··· ВЫБРАННЫЙ ОТРЫВОК

Buch lesen: «Воспитание каббалиста», Seite 2
Он не раввин, он каббалист
Рав Йегуда Цви Брандвайн родился в 1904 году в городе Сафеде (Цфате), который сейчас находится на территории Израиля. Он начал изучать каббалу еще в детстве, готовясь продолжить старинную династию учителей. Его учителем был Рав Йегуда Ашлаг, пожалуй, наиболее выдающийся каббалист начала ХХ века.
Когда я познакомился с Равом Брандвайном, я не знал подробностей его жизни и образования, но чувствовал, что глубоко внутри меня что-то заново пробудилось. У меня сразу же возникло желание учиться вместе с ним, и мне очень повезло, что он согласился. Шли годы, и я снова и снова наблюдал за его умением трогать сердца людей, отдалившихся от традиционной религии, и я сам был тому ярким примером.
Условия моей учебы были предельно просты. Я помогал в ежедневной работе иерусалимского Каббала Центра. Кроме того, я помогал Раву Брандвайну в его деятельности в качестве главного раввина «Гистадрута», израильского профсоюза, насчитывавшего тысячи членов, и посвящал все оставшееся время чтению священных текстов каббалы.
Каждый вечер я рассказывал Раву о том, чему научился за прошедший день. Иногда он отвечал мне вопросом или кратким комментарием, но чаще просто кивал в подтверждение, что я все правильно понял. Каббала уникальна тем, что делает упор на правильное изучение священных текстов не только в качестве способа возвышения человеческой души, но и с целью ускорения искупления для всего человечества. Каждый поступок, совершенный нами в повседневной жизни, даже самый обыденный, влечет за собой последствия, выходящие далеко за пределы нашей собственной жизни, но учеба в этой связи особенно важна. Более того, Зоар утверждает, что продолжающееся изгнание избранного народа вызвано недостаточным прилежанием в учении. И наоборот, учеба в смирении, сосредоточенности и в соответствующей обстановке – особенно глубокой ночью – это возможность не просто изучать каббалу, а приблизить весь мир к бессмертию.
В Шаббат мы, конечно же, отдыхали, ведь в Мидраше сказано: «Если Израиль соблюдет один Шаббат так, как следует, мессия непременно явится».
Здесь важно разъяснить каббалистическую концепцию мессии. Хотя мессию обычно представляют как отдельного человека, который однажды явится и принесет миру искупление, каббала учит, что подлинным мессией является само человечество. Когда человечество достигнет уровня духовности, которого будет достаточно для нашего искупления, оно будет достигнуто благодаря этой произошедшей духовной трансформации. И именно тогда, когда количество достигших подобающего уровня духовности людей, например, тех, кто надлежащим образом соблюдает Шаббат, станет достаточным, мессия непременно явится. Таким образом, мессия уже присутствует в сердце каждого из нас в форме духовного потенциала; наша задача сначала распознать этот потенциал, а затем реализовать его при помощи инструментов, данных нам Творцом.

······

**ТРЕБОВАНИЯ К ЗАДАНИЯМ**
1. Ответьте на вопросы по отрывку о Раве Брандвайне:
(а) В каком году и в каком городе родился Рав Йегуда Цви Брандвайн?
(б) Главным раввином какой организации был Рав Брандвайн?
(в) Кто, согласно учению каббалы, является подлинным мессией?
2. Продолжите отрывок о Раве Брандвайне, начав сразу после его последнего предложения.

··· ИСХОДНЫЕ ДАННЫЕ

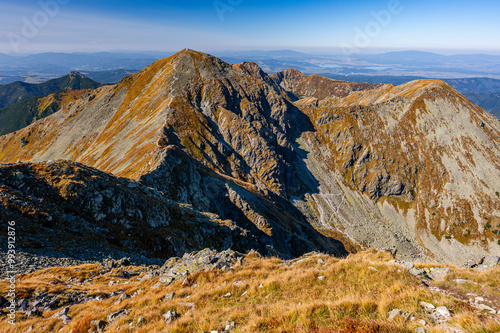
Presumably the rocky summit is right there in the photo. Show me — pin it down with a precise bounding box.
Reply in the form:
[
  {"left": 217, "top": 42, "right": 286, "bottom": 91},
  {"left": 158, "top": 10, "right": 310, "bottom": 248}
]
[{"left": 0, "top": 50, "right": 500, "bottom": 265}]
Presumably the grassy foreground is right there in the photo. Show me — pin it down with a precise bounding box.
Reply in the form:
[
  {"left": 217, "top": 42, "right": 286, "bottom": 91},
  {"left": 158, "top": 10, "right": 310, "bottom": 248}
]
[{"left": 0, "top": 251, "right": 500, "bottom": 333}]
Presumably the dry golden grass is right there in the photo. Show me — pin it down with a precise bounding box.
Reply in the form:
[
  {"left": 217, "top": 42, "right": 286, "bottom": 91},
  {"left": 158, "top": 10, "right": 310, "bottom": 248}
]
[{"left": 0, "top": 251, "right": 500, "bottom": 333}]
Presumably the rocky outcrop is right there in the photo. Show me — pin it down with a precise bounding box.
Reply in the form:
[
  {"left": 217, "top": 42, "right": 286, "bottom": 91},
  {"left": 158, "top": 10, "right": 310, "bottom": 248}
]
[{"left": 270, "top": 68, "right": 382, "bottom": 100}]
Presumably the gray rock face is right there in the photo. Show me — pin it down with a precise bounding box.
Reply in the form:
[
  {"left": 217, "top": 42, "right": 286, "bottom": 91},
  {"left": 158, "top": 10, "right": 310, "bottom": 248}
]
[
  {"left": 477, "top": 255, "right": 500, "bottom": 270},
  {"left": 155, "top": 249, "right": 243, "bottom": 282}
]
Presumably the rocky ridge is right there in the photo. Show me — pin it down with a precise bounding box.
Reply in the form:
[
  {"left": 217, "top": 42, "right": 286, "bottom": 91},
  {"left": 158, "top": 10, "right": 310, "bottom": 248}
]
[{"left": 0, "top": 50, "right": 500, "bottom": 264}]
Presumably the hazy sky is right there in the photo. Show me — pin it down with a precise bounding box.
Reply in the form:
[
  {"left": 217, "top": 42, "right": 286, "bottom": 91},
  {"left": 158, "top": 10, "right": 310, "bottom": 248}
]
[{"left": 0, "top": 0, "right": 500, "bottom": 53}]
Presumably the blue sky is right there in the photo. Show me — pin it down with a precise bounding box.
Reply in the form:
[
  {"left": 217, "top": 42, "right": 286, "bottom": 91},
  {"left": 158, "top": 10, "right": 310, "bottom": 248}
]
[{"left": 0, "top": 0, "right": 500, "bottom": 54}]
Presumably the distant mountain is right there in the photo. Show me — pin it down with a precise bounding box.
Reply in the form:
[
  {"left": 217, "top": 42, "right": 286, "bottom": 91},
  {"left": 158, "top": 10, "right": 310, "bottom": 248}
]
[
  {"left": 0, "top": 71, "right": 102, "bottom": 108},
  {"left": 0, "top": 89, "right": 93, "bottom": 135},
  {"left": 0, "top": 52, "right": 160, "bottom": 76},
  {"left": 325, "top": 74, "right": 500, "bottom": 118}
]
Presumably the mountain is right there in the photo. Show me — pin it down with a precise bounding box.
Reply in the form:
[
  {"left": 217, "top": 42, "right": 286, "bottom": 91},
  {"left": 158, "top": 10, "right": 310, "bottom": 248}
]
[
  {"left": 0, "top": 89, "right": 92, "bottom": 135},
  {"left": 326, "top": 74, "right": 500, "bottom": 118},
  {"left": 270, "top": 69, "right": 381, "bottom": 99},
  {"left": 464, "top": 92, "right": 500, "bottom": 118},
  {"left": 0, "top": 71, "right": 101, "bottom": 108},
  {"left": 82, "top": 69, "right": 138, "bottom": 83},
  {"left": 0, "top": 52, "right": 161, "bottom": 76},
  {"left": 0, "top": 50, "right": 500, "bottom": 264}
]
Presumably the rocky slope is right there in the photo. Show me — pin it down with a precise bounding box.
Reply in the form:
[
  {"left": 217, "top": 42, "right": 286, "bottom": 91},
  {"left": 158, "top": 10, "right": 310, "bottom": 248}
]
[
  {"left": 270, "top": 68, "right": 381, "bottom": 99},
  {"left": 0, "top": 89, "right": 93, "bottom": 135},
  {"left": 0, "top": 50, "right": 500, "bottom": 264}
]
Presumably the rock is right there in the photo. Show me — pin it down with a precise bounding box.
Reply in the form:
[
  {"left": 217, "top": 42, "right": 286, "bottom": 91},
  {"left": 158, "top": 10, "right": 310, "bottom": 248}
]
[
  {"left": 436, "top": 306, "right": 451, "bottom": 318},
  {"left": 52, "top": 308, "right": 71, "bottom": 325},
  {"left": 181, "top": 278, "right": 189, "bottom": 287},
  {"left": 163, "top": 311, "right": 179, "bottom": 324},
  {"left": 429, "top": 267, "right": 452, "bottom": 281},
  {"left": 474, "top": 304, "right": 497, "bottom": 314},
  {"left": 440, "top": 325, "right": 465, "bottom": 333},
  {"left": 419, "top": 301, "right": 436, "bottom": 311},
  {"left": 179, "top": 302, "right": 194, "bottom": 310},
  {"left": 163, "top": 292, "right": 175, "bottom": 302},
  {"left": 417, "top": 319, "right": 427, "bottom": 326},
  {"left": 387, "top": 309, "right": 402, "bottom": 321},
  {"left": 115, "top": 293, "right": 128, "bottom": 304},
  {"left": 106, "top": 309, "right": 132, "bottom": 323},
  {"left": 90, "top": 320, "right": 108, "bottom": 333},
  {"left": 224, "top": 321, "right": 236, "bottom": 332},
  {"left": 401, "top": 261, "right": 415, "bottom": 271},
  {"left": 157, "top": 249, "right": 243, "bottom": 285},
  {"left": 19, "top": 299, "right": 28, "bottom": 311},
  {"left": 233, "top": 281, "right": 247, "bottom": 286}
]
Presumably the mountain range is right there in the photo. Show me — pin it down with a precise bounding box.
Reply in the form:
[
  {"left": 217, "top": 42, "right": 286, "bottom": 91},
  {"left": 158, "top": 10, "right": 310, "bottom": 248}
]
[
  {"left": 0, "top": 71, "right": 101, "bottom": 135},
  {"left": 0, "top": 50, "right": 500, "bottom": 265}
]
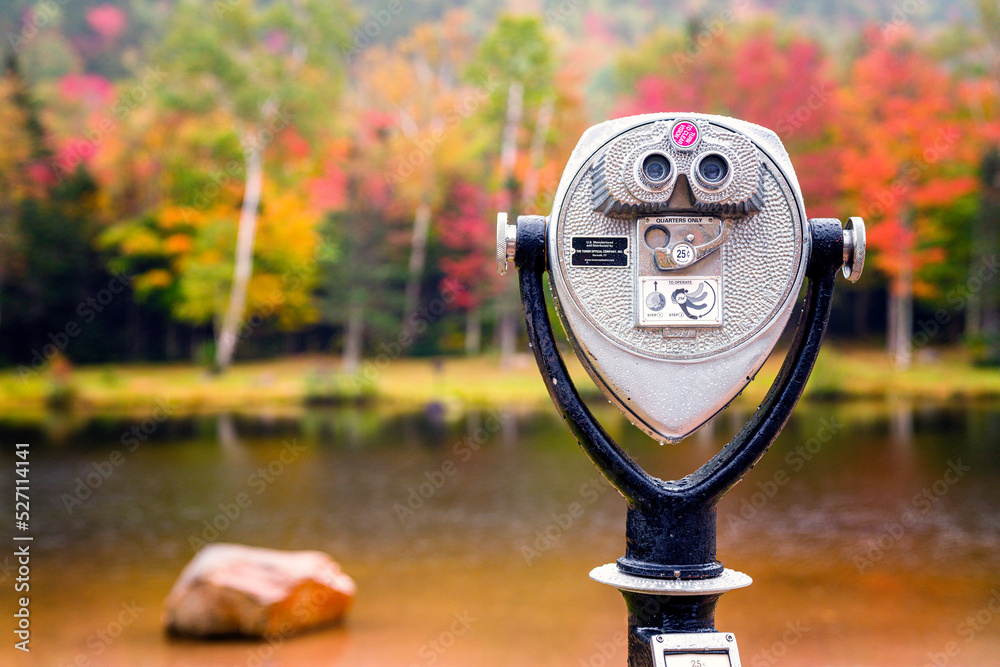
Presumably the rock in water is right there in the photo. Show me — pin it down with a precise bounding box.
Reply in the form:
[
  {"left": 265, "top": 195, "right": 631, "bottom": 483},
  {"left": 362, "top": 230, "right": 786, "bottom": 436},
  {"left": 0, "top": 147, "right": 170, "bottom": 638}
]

······

**ОТВЕТЫ ПО ЗАДАНИЯМ**
1.
(а) В 1904 году, в городе Сафеде (Цфате).
(б) «Гистадрута», израильского профсоюза.
(в) Само человечество.

2.
Каббала учит, что Шаббат и другие священные дни – это возможности установить уникальную и мощную связь со Светом Творца. Однако Рав Брандвайн прекрасно знал о недостаточном уровне духовного сознания в Израиле и во всем мире. Когда люди не пользовались духовными инструментами, данными им Творцом, это причиняло миру ужасную боль.
Вскоре после того, как я начал посещать Каббала Центр, я стал свидетелем впечатляющего примера, который открыл мне способность Рава Брандвайна влиять на людей на духовном уровне. Дело было в Хайфе ранней весной, утром Шаббата. Был ясный день – на небе ни облачка. Мы подходили к главной площади города и увидели высокого, хорошо одетого человека, который шел по направлению к нам. Он улыбался и курил сигарету.
– Это господин Аба Хуши, – сказал мне Рав Брандвайн, – мэр Хайфы.
Аба Хуши поздоровался с нами, а потом перекинулся несколькими любезными фразами с Равом Брандвайном. Потом они сказали друг другу: «Шаббат шалом», и мы продолжили свой путь.
Позже мы снова прибыли в Хайфу и вместе с Равом нанесли мэру визит. Их общение снова было весьма сердечным, и мэр устроил для нас прекрасный обед. Однако посреди этого обеда господин Хуши вдруг отложил свою вилку в сторону.
– Должен сказать вам, рабби, что вы сильно повлияли на мою жизнь.
Меня это удивило, потому что я знал, что Рав Брандвайн нечасто бывает в Хайфе и знаком с мэром не слишком хорошо.
– Помните нашу встречу в Шаббат в прошлом месяце? – спросил господин Хуши.
– Конечно, – с улыбкой ответил учитель.
– Если помните, во время нашей встречи я курил, а теперь перестал.
Учитель не стал говорить: «Хорошо. Прекрасно, что вы бросили курить в Шаббат», как сказали бы религиозные люди. Он лишь спросил почему.
– Честно говоря, – ответил господин Хуши, – это произошло, потому что я увидел на вашем лице боль от того, что я курю в Шаббат. Я сразу же ощутил ваше глубочайшее беспокойство обо мне.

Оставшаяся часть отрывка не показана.